Work required
Word for word, return the lines from the start of the entries below through the line that has "<point>75,29</point>".

Supplied material
───

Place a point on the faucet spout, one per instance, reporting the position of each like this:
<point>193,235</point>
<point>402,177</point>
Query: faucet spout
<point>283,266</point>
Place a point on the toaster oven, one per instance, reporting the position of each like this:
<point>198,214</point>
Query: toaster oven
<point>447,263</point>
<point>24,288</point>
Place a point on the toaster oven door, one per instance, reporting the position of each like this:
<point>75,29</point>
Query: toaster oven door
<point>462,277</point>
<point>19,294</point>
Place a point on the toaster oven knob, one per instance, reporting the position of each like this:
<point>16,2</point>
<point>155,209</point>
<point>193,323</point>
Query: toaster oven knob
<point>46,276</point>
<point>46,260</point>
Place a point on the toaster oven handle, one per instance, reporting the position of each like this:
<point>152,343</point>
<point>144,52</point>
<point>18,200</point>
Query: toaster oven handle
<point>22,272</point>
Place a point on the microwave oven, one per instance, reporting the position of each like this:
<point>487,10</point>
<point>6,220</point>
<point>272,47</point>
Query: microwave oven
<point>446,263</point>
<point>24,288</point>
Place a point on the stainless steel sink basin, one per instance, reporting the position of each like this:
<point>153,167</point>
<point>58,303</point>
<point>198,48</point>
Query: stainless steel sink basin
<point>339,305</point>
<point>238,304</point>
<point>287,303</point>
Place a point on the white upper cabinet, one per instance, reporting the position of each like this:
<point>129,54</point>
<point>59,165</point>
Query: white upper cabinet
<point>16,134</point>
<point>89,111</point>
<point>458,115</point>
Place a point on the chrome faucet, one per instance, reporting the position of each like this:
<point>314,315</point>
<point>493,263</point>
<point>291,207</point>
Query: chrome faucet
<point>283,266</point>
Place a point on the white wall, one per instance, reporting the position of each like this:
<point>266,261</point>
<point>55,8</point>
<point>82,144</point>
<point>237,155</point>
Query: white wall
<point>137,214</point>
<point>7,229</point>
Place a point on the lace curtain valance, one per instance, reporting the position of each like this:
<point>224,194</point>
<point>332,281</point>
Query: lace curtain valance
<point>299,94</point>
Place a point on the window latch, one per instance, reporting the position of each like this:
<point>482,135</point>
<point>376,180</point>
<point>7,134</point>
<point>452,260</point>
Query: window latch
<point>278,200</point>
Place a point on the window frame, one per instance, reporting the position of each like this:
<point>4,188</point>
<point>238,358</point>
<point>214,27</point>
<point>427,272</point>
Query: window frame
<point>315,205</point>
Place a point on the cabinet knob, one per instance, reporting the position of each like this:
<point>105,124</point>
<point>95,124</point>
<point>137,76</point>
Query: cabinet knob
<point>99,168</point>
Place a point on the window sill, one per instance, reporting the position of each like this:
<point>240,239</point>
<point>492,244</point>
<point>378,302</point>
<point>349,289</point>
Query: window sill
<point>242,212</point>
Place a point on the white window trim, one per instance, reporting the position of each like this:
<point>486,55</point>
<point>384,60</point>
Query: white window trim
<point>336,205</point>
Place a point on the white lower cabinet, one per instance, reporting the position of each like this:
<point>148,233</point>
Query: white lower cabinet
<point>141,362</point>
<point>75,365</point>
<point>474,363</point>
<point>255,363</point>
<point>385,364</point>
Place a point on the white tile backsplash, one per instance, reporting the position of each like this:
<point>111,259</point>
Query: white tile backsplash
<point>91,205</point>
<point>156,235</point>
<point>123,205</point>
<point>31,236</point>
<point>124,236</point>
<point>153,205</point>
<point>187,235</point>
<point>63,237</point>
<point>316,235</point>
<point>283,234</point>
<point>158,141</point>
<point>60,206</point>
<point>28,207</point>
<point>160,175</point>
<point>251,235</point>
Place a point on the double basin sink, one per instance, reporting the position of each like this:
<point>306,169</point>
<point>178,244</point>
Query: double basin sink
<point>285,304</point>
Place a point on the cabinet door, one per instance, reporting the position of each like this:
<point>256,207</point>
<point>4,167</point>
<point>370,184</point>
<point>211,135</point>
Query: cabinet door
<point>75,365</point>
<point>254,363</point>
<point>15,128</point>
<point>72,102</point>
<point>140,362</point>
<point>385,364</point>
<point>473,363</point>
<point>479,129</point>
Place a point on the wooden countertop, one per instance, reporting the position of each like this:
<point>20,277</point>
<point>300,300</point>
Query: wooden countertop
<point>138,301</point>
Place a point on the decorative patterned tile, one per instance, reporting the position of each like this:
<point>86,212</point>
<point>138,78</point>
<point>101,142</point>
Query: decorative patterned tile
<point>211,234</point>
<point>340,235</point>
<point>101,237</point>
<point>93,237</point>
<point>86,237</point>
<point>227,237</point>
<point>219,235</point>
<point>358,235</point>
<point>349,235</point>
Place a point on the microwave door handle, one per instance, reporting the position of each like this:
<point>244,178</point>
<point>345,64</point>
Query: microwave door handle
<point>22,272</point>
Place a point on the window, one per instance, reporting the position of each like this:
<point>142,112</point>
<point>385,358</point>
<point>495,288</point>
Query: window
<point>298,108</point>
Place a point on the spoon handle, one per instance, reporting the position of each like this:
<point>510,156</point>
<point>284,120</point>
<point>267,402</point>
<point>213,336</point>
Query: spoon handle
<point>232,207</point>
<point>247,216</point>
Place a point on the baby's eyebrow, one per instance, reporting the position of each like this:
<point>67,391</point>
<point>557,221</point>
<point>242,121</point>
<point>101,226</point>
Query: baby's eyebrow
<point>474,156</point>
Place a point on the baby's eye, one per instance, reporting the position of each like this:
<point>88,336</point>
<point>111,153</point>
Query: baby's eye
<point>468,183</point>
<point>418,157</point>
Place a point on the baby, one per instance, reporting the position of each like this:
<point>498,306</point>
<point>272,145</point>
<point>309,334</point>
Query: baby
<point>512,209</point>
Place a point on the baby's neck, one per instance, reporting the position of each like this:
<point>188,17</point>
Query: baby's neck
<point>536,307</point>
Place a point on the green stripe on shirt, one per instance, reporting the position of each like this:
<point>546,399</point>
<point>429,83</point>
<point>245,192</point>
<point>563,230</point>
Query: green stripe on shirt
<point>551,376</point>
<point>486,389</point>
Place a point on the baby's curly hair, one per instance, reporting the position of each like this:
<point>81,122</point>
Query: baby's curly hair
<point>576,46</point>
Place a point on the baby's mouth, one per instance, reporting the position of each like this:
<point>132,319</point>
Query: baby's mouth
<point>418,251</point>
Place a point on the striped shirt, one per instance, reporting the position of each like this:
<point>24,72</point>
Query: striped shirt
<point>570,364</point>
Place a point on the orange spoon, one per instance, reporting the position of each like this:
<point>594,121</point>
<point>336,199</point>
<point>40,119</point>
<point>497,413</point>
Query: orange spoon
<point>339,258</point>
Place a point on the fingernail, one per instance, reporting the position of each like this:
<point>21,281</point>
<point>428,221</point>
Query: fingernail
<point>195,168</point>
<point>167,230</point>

───

Task output
Place a point on the faucet spout, one per instance, reporting the position of each like this:
<point>193,235</point>
<point>402,177</point>
Query: faucet spout
<point>283,266</point>
Place a point on the toaster oven, one per instance, reporting the position of each like this:
<point>198,214</point>
Query: toaster oven
<point>447,263</point>
<point>24,288</point>
Place a point on the toaster oven door, one per instance, reporting the position of each like this:
<point>75,29</point>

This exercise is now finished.